• What is expected:
What follows is a listing. Return every line of it exactly.
---------- Record excerpts ----------
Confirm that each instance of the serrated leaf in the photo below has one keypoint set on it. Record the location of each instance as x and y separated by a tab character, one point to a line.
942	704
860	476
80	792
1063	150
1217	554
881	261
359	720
----------
• Response to this task:
Confirm that each instance of the serrated leaf in the photo below has one keypoint set on it. Record the location of each instance as x and y separated by a tab character, one point to a line.
942	704
860	476
80	792
1063	150
1217	554
881	261
359	720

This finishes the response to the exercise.